**Exercise brief**
List every vegetable named in the parentheses of the "Week 4" step of the text on sugar addiction.

**Document passage**
-- Opening Marker --
Need to crack this sugar addiction.....if I could just do that I know I would succeed !
Sugar IS addictive and an addiction. Cocaine is a harmless plant processed into a white addictive powder. Sugar? A harmless plant processed into a white addictive powder. Just because you don't act high or do goofy things, does not mean you don't have an addiction. And diet sugar substitutes DO give you sugar cravings. You know what your body is doing and the feelings of lack of control and spiraling into more sugar abuse is very real. There are some good suggestions and ways of dealing with your addiction in this thread. It may not be easy, but you CAN conquer this just as any other addiction is conquered. You were created with unlimited potential. Believe in yourself and NEVER give up.61
The science behind it is this: when you eat sugar / starchy carbs, especially by themselves, they spike your blood sugar and your body uses that rather than stored fat as energy. When your body has burned that up, your blood sugar crashes, making your hungrier and craving more sugar / starchy carbs.
I slowly weaned myself off these cyclic crashes by doing the following:
- Week 1: I gradually reduced the amount of sugar I put in my tea / coffee until I could drink it without any. I used vanilla extract that had no sugar in it that tasted sweet to help.
- Week 2: I continued as above. Rather than having a cereal bar for breakfast, I opted instead for a couple of HB eggs and around 100 grams of cooked / then cooled cold potatoes. (I make mine in advance and pack them for work.)
- Week 3: I continued as above. Rather than a sandwich or rice or pasta, I began having 8 oz. of mixed green / root veggies (I make mine on the weekend for the whole week, add salt and raw apple cider vinegar) with 3 oz. of turkey / chicken / tuna (in water).
- Week 4: I continued as above. I also incorporated more vegetables (including winter squash, yams, sweet potatoes, green beans) a serving of lean meat, poultry or fish, and a "half" serving of a starch with my meals to stay within my allotted sugar (<50 grams) and carbs (<150 grams).
What I noticed right away was that my cravings were manageable; I lost inches (because I burned stored fat); and when I did have a treat, (which I ate *after* one of the above evening meals) I opted for a high quality "something" and I could taste the butter and the sugar in them.
-- Closing Marker --
**Dataset section**
-- Opening Marker --
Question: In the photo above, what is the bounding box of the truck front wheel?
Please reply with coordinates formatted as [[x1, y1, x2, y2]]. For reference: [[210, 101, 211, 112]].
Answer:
-- Closing Marker --
**Output for this task**
winter squash, yams, sweet potatoes, green beans